=== Extracted entries ===

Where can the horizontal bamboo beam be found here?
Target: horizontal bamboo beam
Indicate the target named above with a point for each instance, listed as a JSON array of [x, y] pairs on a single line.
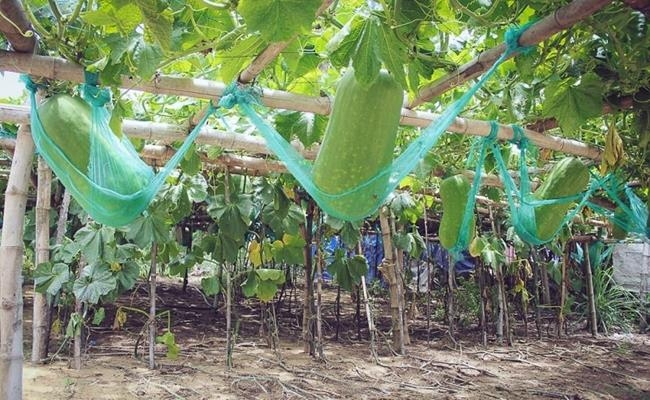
[[561, 19], [56, 68], [169, 133]]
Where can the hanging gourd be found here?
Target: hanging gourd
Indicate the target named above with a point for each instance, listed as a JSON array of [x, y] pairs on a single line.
[[359, 144]]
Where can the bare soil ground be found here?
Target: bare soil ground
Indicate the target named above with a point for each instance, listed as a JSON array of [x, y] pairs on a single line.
[[577, 367]]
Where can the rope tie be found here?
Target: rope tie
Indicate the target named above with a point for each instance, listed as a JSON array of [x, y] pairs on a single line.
[[96, 96], [29, 83], [494, 131], [511, 39], [519, 138], [236, 93]]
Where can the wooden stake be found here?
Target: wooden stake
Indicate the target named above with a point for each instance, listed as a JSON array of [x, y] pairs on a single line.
[[41, 309], [153, 273], [319, 295], [308, 290], [11, 262], [593, 321], [563, 289]]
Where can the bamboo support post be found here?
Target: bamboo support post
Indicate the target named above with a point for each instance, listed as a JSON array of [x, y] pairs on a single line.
[[153, 274], [561, 19], [563, 289], [11, 257], [41, 309], [593, 319]]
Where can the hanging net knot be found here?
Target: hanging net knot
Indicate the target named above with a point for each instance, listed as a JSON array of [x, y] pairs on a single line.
[[95, 95], [519, 138], [494, 130], [236, 93], [512, 37], [29, 83]]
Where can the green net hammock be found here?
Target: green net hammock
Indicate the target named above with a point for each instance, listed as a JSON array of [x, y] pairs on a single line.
[[247, 98], [632, 216], [117, 185]]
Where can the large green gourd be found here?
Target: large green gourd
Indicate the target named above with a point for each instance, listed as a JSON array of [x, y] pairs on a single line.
[[454, 193], [567, 178], [67, 121], [359, 142]]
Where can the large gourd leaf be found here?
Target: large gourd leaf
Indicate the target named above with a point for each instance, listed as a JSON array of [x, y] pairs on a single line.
[[96, 280], [49, 278], [573, 102], [278, 20]]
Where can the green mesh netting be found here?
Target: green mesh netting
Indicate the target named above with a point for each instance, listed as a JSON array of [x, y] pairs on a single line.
[[246, 98], [117, 185], [632, 217]]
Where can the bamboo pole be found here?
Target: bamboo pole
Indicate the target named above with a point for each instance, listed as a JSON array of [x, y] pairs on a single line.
[[271, 52], [56, 68], [388, 269], [593, 321], [153, 274], [306, 230], [40, 316], [168, 133], [11, 257], [16, 27], [561, 19]]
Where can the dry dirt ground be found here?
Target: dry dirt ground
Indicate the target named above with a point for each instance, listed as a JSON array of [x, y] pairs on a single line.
[[575, 367]]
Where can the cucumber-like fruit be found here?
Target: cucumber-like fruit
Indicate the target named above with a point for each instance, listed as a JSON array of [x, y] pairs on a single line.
[[359, 143], [567, 178], [454, 193]]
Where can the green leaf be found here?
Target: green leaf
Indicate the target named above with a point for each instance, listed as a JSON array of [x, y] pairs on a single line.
[[169, 340], [226, 247], [147, 57], [158, 20], [123, 19], [343, 45], [285, 220], [127, 275], [74, 325], [50, 278], [197, 188], [95, 281], [573, 102], [99, 316], [95, 241], [273, 275], [266, 290], [350, 233], [290, 250], [147, 229], [249, 286], [393, 53], [278, 20], [239, 55], [366, 60], [307, 127], [210, 285], [191, 163]]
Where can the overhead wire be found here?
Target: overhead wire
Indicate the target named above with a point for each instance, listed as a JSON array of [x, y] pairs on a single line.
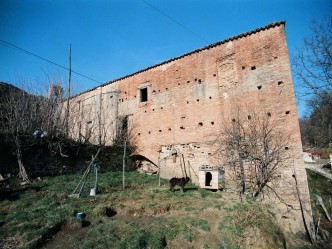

=== Goal of the exercise ===
Check each line of the material above for "horizontal", count those that have it, and answer with the number alone.

=== Output for this task ===
2